What you have to do: Each entry is to be retyped exactly as it appears. Leave the images out.

(Beginning of Given data)

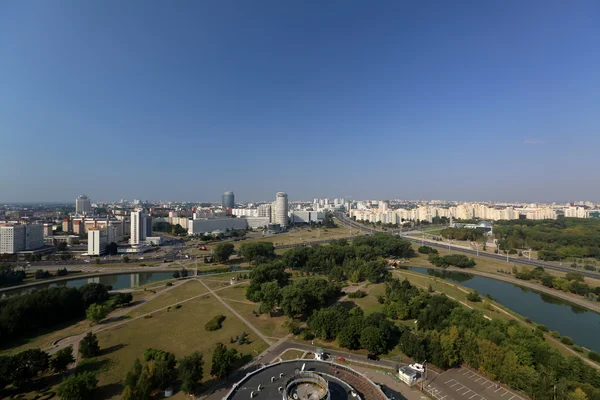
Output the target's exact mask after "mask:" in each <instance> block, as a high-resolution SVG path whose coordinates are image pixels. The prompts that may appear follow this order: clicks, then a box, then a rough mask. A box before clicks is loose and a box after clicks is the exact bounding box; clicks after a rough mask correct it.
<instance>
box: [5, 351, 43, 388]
mask: <svg viewBox="0 0 600 400" xmlns="http://www.w3.org/2000/svg"><path fill="white" fill-rule="evenodd" d="M49 360H50V356H49V355H48V353H46V352H45V351H42V350H40V349H30V350H25V351H22V352H20V353H18V354H16V355H14V356H13V361H14V368H15V369H14V370H13V383H14V384H15V385H16V386H22V385H23V384H25V383H27V382H29V381H30V380H31V379H33V378H35V377H37V376H38V375H40V374H41V373H43V372H45V371H46V370H47V369H48V366H49V363H50V362H49Z"/></svg>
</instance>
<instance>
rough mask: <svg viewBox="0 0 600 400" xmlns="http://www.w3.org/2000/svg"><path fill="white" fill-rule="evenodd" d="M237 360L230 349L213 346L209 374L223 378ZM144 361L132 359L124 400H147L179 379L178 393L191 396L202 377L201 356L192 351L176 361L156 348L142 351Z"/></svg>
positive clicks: (229, 370)
mask: <svg viewBox="0 0 600 400" xmlns="http://www.w3.org/2000/svg"><path fill="white" fill-rule="evenodd" d="M240 360H241V357H240V354H239V353H238V352H237V350H236V349H234V348H227V346H225V345H224V344H223V343H217V345H216V346H215V349H214V351H213V354H212V362H211V368H210V374H211V375H212V376H214V377H215V378H217V379H223V378H227V376H228V375H229V374H230V373H231V371H233V369H234V368H235V367H236V366H237V365H238V364H239V361H240ZM143 361H144V362H142V361H140V360H139V359H136V360H135V362H134V364H133V367H132V368H131V370H130V371H129V372H128V373H127V377H126V378H125V390H124V391H123V396H122V398H123V399H124V400H148V399H151V398H154V396H156V395H157V394H158V393H157V392H158V391H159V390H162V391H164V390H165V389H168V388H170V387H173V385H174V384H175V383H176V381H177V380H179V382H180V384H181V386H180V387H181V390H182V391H183V392H185V393H187V394H190V395H193V394H195V393H196V392H197V391H198V388H199V387H200V381H201V380H202V378H203V377H204V355H203V354H202V353H201V352H199V351H195V352H193V353H192V354H190V355H188V356H185V357H183V358H180V359H179V360H177V359H176V358H175V355H174V354H173V353H170V352H168V351H164V350H160V349H153V348H150V349H146V351H145V352H144V360H143Z"/></svg>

(End of Given data)

Response area:
Output the target's exact mask after "mask:" in each <instance> block, as a high-resolution SVG path whose coordinates are image pixels. The prompts that may appear follow this order: clicks, then a box, then a rough mask. A box before clicks is loose and a box after clicks is the exact bounding box; clicks after a rough mask correct it.
<instance>
box: [5, 351, 43, 388]
mask: <svg viewBox="0 0 600 400" xmlns="http://www.w3.org/2000/svg"><path fill="white" fill-rule="evenodd" d="M49 360H50V356H49V355H48V353H46V352H45V351H42V350H40V349H30V350H25V351H22V352H20V353H18V354H16V355H14V356H13V361H14V368H15V369H14V370H13V383H14V384H15V385H16V386H22V385H23V384H25V383H27V382H29V381H30V380H31V379H33V378H35V377H37V376H38V375H40V374H41V373H43V372H45V371H46V370H47V369H48V366H49V363H50V362H49Z"/></svg>
</instance>
<instance>
rough mask: <svg viewBox="0 0 600 400" xmlns="http://www.w3.org/2000/svg"><path fill="white" fill-rule="evenodd" d="M237 360L230 349L213 346L209 374L223 378ZM144 361L132 359L124 400H147L179 379L178 393L191 396L202 377L201 356L192 351L176 361L156 348L142 351Z"/></svg>
positive clicks: (229, 370)
mask: <svg viewBox="0 0 600 400" xmlns="http://www.w3.org/2000/svg"><path fill="white" fill-rule="evenodd" d="M240 360H241V357H240V354H239V353H238V352H237V350H236V349H234V348H227V346H225V345H224V344H223V343H217V345H216V346H215V349H214V351H213V354H212V362H211V368H210V374H211V375H212V376H214V377H215V378H217V379H223V378H227V376H228V375H229V374H230V373H231V371H233V369H234V368H235V367H236V366H237V365H238V364H239V361H240ZM143 361H144V362H142V361H140V360H139V359H136V360H135V362H134V364H133V367H132V368H131V370H130V371H129V372H128V373H127V377H126V378H125V390H124V391H123V396H122V398H123V399H124V400H148V399H151V398H154V396H156V395H157V394H158V393H157V392H158V391H159V390H162V391H164V390H165V389H168V388H170V387H173V385H174V384H175V383H176V381H177V380H179V382H180V384H181V386H180V387H181V390H182V391H183V392H185V393H187V394H190V395H193V394H195V393H196V392H197V391H198V388H199V387H200V381H201V380H202V378H203V377H204V355H203V354H202V353H201V352H199V351H195V352H193V353H192V354H190V355H188V356H185V357H183V358H180V359H179V360H177V359H176V358H175V355H174V354H173V353H170V352H168V351H164V350H160V349H153V348H150V349H146V351H145V352H144V360H143Z"/></svg>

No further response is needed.